▶ **Excerpt**
____________
KAIST
EE 209: Programming Structures for EE

Assignment 2: String Manipulation

(Acknowledgment: This assignment is borrowed and modified from Princeton's COS 217)

 

Purpose

The purpose of this assignment is to help you learn/review (1) arrays and pointers in the C programming language, (2) how to create and use stateless modules in C, (3) the "design by contract" style of programming, and (4) how to use the GNU/UNIX programming tools, especially bash, emacs, gcc, and gdb.

Rules

Implement the string functions listed by the Table in Part 1. Part 2 is the "on your own" part of this assignment, which is worth 50% of this assignment.

You will get an extra 10% of the full score if you implement the Part 1 only with pointer notation when you access the character. See the Extra credit section below (Extra Credit for Part 1).

Background

As you know, the C programming environment provides a standard library. The facilities provided in the standard library are declared in header files. One of those header files is string.h; it contains the declarations of "string functions," that is, functions that perform operations on character strings. Appendix D of the King textbook, Appendix B3 of the Kernighan and Ritchie textbook, and the UNIX "man" pages describe the string functions. The string functions are used heavily in programming systems; certainly any editor, compiler, assembler, or operating system created with the C programming language would use them.

Overview of Your Task

Your task in this assignment is to use C to create the "Str" module that provides string manipulation functions. Specifically, design your Str module so that each function behaves the same as described below. Your task in this assignment is twofold.

[Part 1] Read the description of the basic string library functions carefully, and implement each function. The basic functions are most commonly used standard string functions. Each function should behave the same as its corresponding standard C function.

[Part 2] Implement a simplified version of grep using Str functions. Read the provided file that contains skeleton code carefully, edit the file to make it process the required functionalities: find, replace, diff.

Part 1: The Basic Str Function Implementation

Your task for the first part is to use C to implement five basic string manipulation functions: StrGetLength(), StrCopy(), StrCompare(), StrSearch(), StrConcat(). Those five functions should follow the format of the corresponding standard C library functions. You can easily find the function's description and operation in the UNIX "man" page.

The following table shows the required basic string functions in Part 1 and their corresponding function names in the standard C library.

Str Function Standard C Function Man page link
StrGetLength strlen strlen man page
StrCopy strcpy strcpy man page
StrCompare strcmp strcmp man page
StrSearch strstr strstr man page
StrConcat strcat strcat man page

Use the Str module's interface in a file named str.h, and place your Str function definitions in str.c.
____________
▶ **Short exercise a**
From the rows, take the lines between the one holding "Where can you spot the rushing" and the one holding "column 763, row 244", inclusive, and rewrite them as a Markdown table with columns No. and Entry. Put a running number under No., put each line under Entry, and leave out blank lines.
____________
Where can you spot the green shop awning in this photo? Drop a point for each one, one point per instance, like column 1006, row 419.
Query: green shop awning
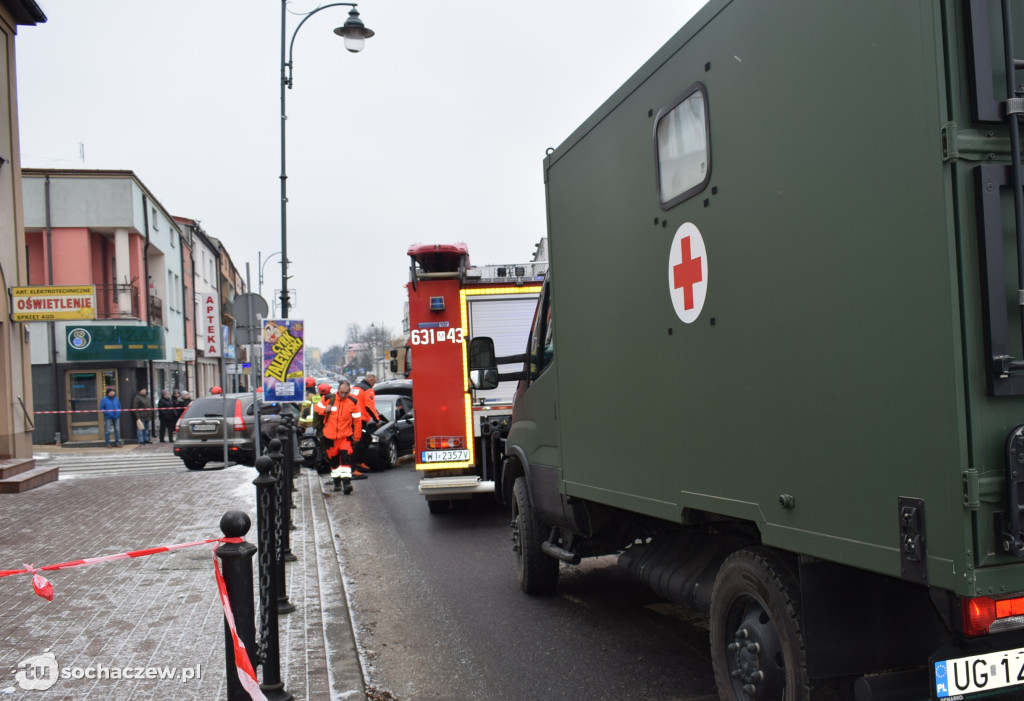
column 115, row 343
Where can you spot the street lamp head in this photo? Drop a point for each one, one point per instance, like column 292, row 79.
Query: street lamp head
column 353, row 32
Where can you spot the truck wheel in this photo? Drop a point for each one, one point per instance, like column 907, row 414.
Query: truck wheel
column 538, row 572
column 757, row 645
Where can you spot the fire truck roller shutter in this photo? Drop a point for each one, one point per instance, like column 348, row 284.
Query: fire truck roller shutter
column 507, row 320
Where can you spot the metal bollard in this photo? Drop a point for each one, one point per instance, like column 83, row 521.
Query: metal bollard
column 280, row 530
column 269, row 644
column 285, row 487
column 292, row 456
column 237, row 564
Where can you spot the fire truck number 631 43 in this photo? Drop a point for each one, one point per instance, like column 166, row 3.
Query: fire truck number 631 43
column 425, row 337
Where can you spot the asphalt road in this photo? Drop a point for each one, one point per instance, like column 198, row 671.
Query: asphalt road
column 438, row 614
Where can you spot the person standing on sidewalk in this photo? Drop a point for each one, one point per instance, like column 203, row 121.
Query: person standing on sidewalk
column 364, row 393
column 168, row 414
column 111, row 406
column 142, row 406
column 343, row 423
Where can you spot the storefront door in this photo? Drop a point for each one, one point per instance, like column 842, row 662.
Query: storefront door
column 85, row 389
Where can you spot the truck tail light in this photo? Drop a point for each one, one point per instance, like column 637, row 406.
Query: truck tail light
column 444, row 442
column 983, row 615
column 240, row 421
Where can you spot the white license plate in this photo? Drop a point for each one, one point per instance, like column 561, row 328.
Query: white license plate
column 444, row 455
column 965, row 675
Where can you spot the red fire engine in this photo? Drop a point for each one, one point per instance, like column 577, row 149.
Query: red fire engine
column 458, row 429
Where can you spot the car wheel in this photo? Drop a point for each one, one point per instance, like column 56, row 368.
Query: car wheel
column 538, row 571
column 757, row 644
column 390, row 452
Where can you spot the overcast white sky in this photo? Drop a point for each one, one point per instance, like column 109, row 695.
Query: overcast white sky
column 434, row 133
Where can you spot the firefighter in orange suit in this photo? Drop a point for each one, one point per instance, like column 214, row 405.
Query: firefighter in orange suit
column 364, row 392
column 320, row 419
column 343, row 422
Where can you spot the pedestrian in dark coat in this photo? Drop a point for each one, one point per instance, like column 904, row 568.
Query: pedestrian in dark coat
column 142, row 406
column 168, row 415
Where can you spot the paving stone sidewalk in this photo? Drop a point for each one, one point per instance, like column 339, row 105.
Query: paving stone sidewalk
column 160, row 612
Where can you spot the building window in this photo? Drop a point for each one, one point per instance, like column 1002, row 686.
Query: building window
column 682, row 146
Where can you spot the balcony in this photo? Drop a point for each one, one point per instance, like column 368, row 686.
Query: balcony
column 117, row 302
column 156, row 310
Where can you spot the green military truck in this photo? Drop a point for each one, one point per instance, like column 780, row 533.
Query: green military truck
column 778, row 363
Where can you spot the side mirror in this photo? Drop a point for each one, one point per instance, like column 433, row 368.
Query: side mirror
column 483, row 380
column 481, row 353
column 482, row 366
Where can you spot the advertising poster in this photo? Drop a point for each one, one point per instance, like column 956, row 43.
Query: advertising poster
column 284, row 360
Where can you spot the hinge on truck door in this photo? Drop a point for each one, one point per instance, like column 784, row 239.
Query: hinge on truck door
column 1012, row 521
column 912, row 543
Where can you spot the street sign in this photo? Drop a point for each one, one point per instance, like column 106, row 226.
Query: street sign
column 53, row 303
column 246, row 309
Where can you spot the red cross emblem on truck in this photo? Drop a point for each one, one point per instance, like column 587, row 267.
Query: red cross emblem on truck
column 687, row 272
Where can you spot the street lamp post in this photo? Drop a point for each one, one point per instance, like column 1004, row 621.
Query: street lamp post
column 354, row 33
column 261, row 262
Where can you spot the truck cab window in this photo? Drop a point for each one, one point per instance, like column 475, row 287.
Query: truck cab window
column 682, row 147
column 542, row 339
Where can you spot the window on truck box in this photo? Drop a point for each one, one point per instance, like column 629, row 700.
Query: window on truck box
column 542, row 340
column 682, row 146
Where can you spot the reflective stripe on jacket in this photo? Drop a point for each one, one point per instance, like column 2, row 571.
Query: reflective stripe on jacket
column 343, row 419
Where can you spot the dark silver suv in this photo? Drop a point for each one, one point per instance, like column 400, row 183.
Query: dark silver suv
column 211, row 422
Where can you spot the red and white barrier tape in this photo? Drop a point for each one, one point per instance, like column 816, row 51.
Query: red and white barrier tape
column 104, row 410
column 247, row 675
column 43, row 587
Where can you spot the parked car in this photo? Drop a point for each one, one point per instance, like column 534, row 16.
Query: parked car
column 393, row 437
column 394, row 387
column 200, row 434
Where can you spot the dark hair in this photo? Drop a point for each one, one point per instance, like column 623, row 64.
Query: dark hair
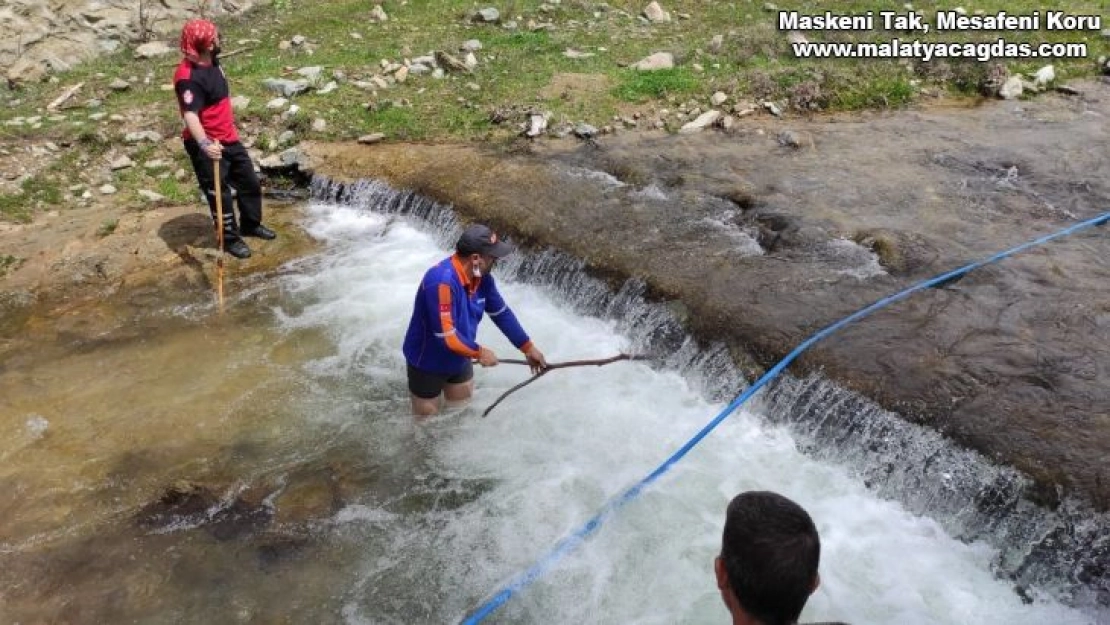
column 770, row 551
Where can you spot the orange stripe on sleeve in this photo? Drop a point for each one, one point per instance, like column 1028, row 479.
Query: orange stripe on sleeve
column 447, row 324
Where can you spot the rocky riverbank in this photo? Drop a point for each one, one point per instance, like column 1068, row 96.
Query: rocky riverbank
column 770, row 234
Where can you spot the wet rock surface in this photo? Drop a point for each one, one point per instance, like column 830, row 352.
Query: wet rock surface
column 765, row 243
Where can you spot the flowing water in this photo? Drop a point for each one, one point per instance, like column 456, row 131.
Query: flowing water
column 263, row 466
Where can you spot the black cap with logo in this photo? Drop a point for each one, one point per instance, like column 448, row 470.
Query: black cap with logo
column 480, row 240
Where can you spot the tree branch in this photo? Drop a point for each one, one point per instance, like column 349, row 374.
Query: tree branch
column 597, row 362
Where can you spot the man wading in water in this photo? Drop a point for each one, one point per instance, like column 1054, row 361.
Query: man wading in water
column 767, row 567
column 440, row 345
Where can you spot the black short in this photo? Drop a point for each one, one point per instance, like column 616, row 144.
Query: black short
column 427, row 385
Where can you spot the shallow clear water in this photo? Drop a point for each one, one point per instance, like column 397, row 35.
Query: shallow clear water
column 293, row 407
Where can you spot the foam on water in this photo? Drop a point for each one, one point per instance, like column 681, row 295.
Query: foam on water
column 511, row 485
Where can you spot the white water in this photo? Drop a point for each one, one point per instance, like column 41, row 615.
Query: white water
column 511, row 485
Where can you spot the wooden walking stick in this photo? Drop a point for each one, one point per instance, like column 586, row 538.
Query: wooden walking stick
column 597, row 362
column 219, row 231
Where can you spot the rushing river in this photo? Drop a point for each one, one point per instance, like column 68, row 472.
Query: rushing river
column 262, row 467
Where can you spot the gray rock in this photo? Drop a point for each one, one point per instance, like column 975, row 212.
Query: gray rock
column 448, row 62
column 311, row 73
column 1045, row 76
column 286, row 88
column 1011, row 89
column 585, row 131
column 703, row 121
column 121, row 162
column 655, row 13
column 656, row 61
column 789, row 139
column 152, row 49
column 537, row 123
column 141, row 135
column 488, row 16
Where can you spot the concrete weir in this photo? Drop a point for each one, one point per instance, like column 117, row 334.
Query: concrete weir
column 763, row 244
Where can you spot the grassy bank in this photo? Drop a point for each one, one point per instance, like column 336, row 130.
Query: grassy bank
column 565, row 57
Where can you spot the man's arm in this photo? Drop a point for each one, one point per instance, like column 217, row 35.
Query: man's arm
column 505, row 321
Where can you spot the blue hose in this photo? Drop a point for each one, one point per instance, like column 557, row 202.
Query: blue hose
column 571, row 542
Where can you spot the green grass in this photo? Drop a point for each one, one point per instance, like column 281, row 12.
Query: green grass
column 107, row 228
column 642, row 87
column 37, row 192
column 516, row 70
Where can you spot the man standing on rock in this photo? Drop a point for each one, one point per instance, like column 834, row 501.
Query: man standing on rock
column 441, row 343
column 210, row 135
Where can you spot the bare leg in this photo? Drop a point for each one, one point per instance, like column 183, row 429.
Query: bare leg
column 424, row 407
column 458, row 395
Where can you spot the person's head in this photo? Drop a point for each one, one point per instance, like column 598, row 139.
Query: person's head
column 480, row 248
column 769, row 553
column 200, row 39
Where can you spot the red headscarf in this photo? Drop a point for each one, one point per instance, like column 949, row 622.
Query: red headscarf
column 197, row 37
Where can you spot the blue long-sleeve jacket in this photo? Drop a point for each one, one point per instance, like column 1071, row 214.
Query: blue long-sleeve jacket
column 446, row 312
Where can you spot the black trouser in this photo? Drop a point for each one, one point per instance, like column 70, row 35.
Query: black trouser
column 235, row 171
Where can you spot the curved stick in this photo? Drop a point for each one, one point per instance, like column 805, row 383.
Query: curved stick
column 219, row 230
column 597, row 362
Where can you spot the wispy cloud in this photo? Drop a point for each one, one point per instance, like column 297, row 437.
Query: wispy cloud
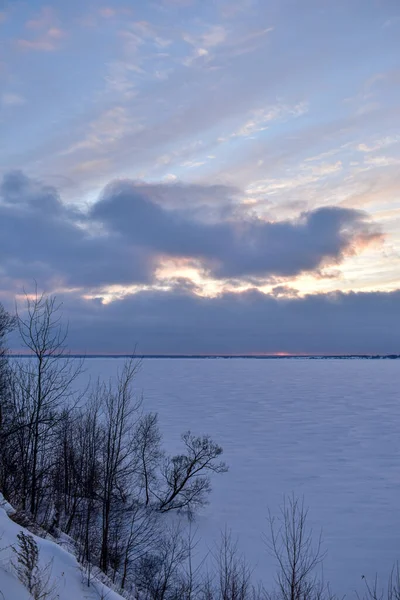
____________
▶ **Short exercise b**
Name every GNU/UNIX programming tool that the assignment page singles out.

▶ **Final answer a**
| No. | Entry |
|---|---|
| 1 | Where can you spot the rushing river in this photo? Drop a point for each one, one point per instance, like column 68, row 472. |
| 2 | Query: rushing river |
| 3 | column 262, row 467 |
| 4 | Where can you spot the gray rock in this photo? Drop a point for each one, one point per instance, like column 975, row 212. |
| 5 | Query: gray rock |
| 6 | column 448, row 62 |
| 7 | column 311, row 73 |
| 8 | column 1045, row 76 |
| 9 | column 286, row 88 |
| 10 | column 1011, row 89 |
| 11 | column 585, row 131 |
| 12 | column 703, row 121 |
| 13 | column 121, row 162 |
| 14 | column 655, row 13 |
| 15 | column 656, row 61 |
| 16 | column 789, row 139 |
| 17 | column 152, row 49 |
| 18 | column 537, row 123 |
| 19 | column 141, row 135 |
| 20 | column 488, row 16 |
| 21 | Where can you spot the concrete weir in this photo? Drop a point for each one, one point per instance, like column 117, row 334. |
| 22 | Query: concrete weir |
| 23 | column 763, row 244 |

▶ **Final answer b**
bash, emacs, gcc, and gdb